*** SUPPLIED ENTRIES Section Begins ***

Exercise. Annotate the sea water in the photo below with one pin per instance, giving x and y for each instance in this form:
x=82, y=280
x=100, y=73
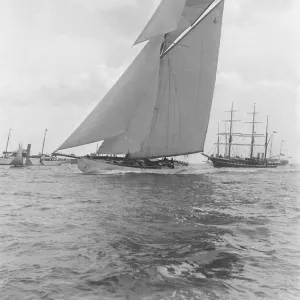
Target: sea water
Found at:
x=206, y=234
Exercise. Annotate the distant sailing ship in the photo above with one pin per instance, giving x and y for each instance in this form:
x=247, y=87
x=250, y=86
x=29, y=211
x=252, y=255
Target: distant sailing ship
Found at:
x=41, y=159
x=18, y=159
x=229, y=161
x=160, y=106
x=7, y=156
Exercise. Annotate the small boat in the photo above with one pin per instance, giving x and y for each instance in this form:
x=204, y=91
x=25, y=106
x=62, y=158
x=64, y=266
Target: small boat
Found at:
x=52, y=161
x=159, y=108
x=229, y=161
x=7, y=156
x=18, y=161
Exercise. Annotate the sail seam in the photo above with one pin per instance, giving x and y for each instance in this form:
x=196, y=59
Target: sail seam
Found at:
x=199, y=20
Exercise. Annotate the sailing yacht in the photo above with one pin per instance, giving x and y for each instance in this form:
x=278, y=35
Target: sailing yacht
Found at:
x=18, y=159
x=160, y=107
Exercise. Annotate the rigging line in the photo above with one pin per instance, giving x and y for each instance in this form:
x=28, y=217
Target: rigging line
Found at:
x=147, y=141
x=178, y=105
x=202, y=17
x=199, y=83
x=168, y=123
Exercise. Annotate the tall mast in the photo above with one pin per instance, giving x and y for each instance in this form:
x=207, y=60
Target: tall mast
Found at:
x=7, y=142
x=266, y=143
x=230, y=131
x=253, y=130
x=280, y=149
x=44, y=141
x=225, y=132
x=218, y=145
x=270, y=151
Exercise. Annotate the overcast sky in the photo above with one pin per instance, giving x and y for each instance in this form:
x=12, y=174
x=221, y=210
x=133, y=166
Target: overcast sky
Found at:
x=59, y=57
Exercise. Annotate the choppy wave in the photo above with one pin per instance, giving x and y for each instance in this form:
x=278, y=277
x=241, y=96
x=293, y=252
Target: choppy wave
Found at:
x=204, y=234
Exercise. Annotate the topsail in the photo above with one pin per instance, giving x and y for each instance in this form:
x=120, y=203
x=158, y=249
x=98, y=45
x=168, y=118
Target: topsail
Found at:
x=161, y=104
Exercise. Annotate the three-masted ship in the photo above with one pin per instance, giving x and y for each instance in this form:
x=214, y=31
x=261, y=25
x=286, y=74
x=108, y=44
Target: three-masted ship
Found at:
x=227, y=160
x=159, y=108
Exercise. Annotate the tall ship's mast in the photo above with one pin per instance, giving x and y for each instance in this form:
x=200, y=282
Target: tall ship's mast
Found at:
x=232, y=161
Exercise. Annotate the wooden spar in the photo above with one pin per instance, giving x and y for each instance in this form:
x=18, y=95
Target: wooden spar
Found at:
x=230, y=131
x=44, y=141
x=7, y=142
x=266, y=143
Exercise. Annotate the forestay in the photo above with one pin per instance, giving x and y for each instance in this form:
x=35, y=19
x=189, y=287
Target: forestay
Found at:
x=193, y=9
x=164, y=20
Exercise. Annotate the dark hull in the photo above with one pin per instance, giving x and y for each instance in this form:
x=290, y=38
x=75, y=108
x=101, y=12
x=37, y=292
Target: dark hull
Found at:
x=240, y=163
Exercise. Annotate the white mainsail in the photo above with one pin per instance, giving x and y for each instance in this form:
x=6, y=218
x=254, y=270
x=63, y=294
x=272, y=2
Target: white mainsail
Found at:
x=18, y=159
x=114, y=113
x=161, y=104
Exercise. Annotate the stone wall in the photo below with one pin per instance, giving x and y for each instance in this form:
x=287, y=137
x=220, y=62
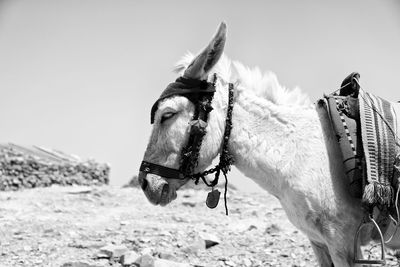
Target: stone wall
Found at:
x=29, y=167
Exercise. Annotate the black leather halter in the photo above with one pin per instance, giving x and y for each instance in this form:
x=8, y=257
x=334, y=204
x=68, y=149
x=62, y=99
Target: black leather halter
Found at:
x=201, y=94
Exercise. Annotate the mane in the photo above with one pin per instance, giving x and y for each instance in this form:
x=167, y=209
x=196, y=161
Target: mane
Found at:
x=264, y=85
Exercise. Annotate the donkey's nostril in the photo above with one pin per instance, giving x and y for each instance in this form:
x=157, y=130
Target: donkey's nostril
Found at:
x=144, y=184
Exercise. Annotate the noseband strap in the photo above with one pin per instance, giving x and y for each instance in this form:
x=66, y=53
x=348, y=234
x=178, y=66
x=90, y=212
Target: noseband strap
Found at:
x=159, y=170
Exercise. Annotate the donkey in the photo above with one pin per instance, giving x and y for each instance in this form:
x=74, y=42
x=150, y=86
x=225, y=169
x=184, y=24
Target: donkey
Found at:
x=279, y=139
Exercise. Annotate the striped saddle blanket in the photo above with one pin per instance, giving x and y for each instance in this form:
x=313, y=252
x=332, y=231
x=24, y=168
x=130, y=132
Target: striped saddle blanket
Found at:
x=367, y=128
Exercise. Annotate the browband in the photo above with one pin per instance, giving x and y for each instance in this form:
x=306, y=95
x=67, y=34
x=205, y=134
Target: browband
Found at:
x=187, y=87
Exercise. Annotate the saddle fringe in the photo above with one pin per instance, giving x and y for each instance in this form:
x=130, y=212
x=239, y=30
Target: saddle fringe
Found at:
x=378, y=193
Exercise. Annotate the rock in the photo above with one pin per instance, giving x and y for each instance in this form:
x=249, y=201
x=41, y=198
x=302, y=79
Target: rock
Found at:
x=145, y=260
x=167, y=256
x=147, y=251
x=112, y=251
x=273, y=229
x=168, y=263
x=129, y=258
x=246, y=262
x=78, y=264
x=196, y=246
x=210, y=239
x=191, y=204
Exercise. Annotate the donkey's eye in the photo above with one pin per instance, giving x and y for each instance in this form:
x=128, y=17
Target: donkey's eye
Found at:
x=167, y=116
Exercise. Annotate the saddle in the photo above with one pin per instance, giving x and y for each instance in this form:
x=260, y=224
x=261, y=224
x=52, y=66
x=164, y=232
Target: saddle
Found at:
x=367, y=128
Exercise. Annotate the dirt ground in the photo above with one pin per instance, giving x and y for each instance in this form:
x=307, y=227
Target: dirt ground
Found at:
x=68, y=226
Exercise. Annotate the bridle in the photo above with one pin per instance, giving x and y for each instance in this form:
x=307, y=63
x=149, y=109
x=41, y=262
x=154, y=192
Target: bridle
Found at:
x=201, y=93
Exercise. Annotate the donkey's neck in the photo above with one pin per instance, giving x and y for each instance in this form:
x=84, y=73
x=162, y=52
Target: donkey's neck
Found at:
x=270, y=141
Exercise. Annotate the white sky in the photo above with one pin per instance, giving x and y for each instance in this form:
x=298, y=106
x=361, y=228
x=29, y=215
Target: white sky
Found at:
x=81, y=76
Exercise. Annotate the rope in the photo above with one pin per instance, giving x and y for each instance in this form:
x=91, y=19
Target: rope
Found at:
x=225, y=159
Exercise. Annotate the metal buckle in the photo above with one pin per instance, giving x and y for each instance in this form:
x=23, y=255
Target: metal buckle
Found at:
x=364, y=261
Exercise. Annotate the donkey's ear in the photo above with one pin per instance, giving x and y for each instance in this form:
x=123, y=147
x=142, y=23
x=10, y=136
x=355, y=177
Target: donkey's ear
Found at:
x=203, y=63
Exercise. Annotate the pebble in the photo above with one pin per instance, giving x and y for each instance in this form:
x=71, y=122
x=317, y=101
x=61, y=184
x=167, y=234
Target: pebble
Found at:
x=145, y=260
x=129, y=258
x=210, y=239
x=112, y=251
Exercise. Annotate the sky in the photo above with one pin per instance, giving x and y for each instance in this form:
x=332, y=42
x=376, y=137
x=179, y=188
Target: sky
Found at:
x=81, y=76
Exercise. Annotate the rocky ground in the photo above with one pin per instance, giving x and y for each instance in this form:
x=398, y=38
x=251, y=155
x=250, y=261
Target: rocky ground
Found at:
x=109, y=226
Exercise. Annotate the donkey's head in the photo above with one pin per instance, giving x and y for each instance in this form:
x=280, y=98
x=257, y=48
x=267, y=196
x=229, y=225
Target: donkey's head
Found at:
x=172, y=116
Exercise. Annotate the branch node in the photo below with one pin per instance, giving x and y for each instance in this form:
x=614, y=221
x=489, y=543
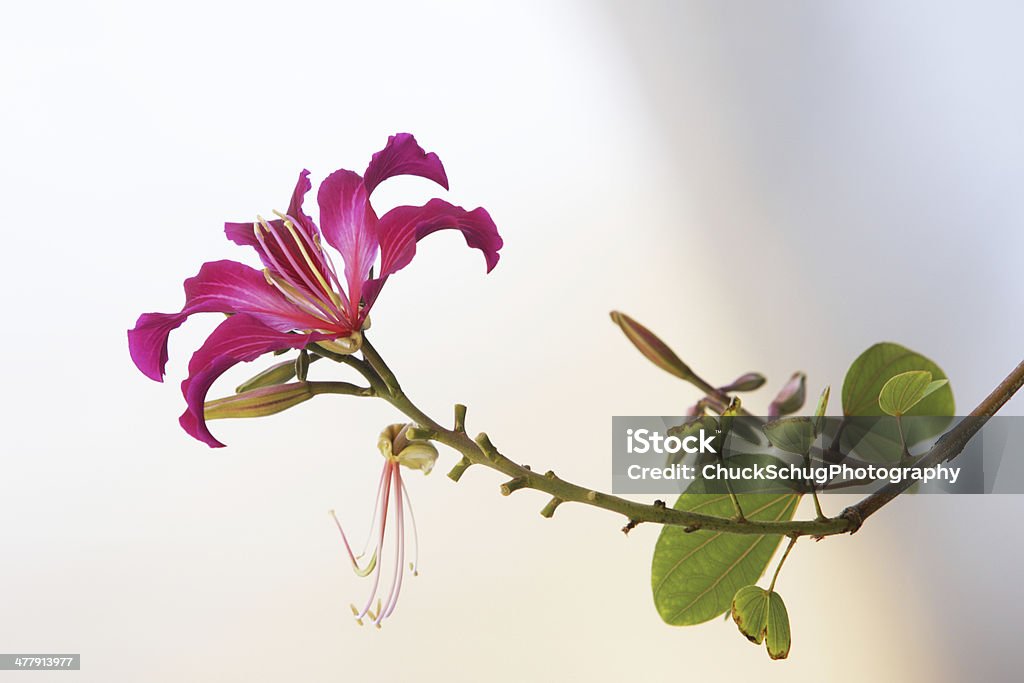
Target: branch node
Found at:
x=460, y=418
x=488, y=450
x=513, y=485
x=549, y=509
x=853, y=516
x=459, y=469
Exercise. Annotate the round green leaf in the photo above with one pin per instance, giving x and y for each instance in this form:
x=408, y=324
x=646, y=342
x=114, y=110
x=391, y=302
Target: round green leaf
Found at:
x=791, y=434
x=778, y=637
x=750, y=611
x=861, y=389
x=695, y=575
x=876, y=367
x=905, y=390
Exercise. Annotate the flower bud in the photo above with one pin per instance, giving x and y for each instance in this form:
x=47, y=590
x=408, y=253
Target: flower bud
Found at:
x=415, y=455
x=748, y=382
x=653, y=348
x=258, y=402
x=278, y=374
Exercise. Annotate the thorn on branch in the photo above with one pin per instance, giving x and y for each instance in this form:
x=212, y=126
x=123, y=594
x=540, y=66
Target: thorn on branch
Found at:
x=853, y=516
x=459, y=469
x=488, y=450
x=549, y=509
x=513, y=485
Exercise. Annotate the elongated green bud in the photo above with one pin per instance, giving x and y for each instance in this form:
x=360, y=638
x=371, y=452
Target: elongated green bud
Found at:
x=276, y=374
x=258, y=402
x=653, y=348
x=302, y=366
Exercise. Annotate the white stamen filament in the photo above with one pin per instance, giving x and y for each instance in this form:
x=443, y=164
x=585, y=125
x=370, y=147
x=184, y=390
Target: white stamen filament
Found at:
x=305, y=246
x=390, y=489
x=331, y=311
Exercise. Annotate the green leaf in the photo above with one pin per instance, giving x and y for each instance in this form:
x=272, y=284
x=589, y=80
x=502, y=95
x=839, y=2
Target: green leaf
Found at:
x=794, y=435
x=876, y=367
x=861, y=388
x=750, y=611
x=819, y=412
x=695, y=575
x=778, y=637
x=906, y=390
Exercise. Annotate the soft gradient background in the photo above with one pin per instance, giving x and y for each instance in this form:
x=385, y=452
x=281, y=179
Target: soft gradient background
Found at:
x=770, y=186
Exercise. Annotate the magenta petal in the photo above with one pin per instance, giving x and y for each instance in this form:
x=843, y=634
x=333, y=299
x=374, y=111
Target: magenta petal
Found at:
x=402, y=156
x=298, y=195
x=147, y=342
x=223, y=287
x=401, y=227
x=240, y=338
x=349, y=225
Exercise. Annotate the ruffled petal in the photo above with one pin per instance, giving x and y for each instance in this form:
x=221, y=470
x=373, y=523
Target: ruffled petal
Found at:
x=402, y=156
x=349, y=225
x=224, y=287
x=240, y=338
x=401, y=227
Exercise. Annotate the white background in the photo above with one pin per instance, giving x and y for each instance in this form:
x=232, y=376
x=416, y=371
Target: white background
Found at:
x=769, y=187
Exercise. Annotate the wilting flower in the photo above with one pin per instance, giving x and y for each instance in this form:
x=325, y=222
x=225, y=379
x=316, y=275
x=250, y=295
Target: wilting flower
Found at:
x=300, y=297
x=392, y=501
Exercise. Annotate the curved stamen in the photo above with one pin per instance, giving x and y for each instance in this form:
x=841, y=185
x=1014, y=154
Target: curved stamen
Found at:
x=380, y=539
x=323, y=264
x=363, y=571
x=296, y=297
x=414, y=566
x=399, y=547
x=331, y=311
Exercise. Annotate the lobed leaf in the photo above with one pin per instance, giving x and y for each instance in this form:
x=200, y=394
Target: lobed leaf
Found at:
x=695, y=575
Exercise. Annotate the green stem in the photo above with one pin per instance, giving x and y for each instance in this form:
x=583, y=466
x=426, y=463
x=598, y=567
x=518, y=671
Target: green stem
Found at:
x=481, y=452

*** SUPPLIED ENTRIES Section Ends ***

EXERCISE AIM → Give back exactly the lines of the listing above that run from the line with "x=41, y=262" to the line with "Exercise. Annotate the sky", inclusive.

REPLY TO THE TASK →
x=41, y=262
x=154, y=192
Target: bridle
Found at:
x=201, y=93
Exercise. Annotate the donkey's neck in the photo above with one pin per instance, giving x and y for each instance in this form:
x=84, y=73
x=162, y=52
Target: donkey's neck
Found at:
x=270, y=141
Exercise. Annotate the white sky in the photo above with one pin per instance, giving x and y for each instance in this form:
x=298, y=106
x=361, y=228
x=29, y=215
Target: white sky
Found at:
x=81, y=76
Exercise. Annotate the rope in the photo above with one pin per instance, giving x and y for each instance in this form:
x=91, y=19
Target: rope
Found at:
x=225, y=159
Exercise. Annotate the metal buckle in the photo above with one pin per instance, giving x and y for each instance in this form:
x=23, y=255
Target: metal buckle
Found at:
x=364, y=261
Exercise. Annotate the donkey's ear in the photo above with one pin per instance, giving x and y for each instance in this form:
x=123, y=147
x=142, y=23
x=10, y=136
x=355, y=177
Target: donkey's ear
Found at:
x=203, y=63
Exercise. Annotate the pebble in the photo above with one pin per instance, giving x and y for each instance in this form:
x=71, y=122
x=317, y=101
x=61, y=184
x=167, y=234
Target: pebble
Found at:
x=145, y=260
x=129, y=258
x=210, y=239
x=112, y=251
Exercise. Annotate the sky in the photo above with one pin per instance, giving x and y for each instance in this form:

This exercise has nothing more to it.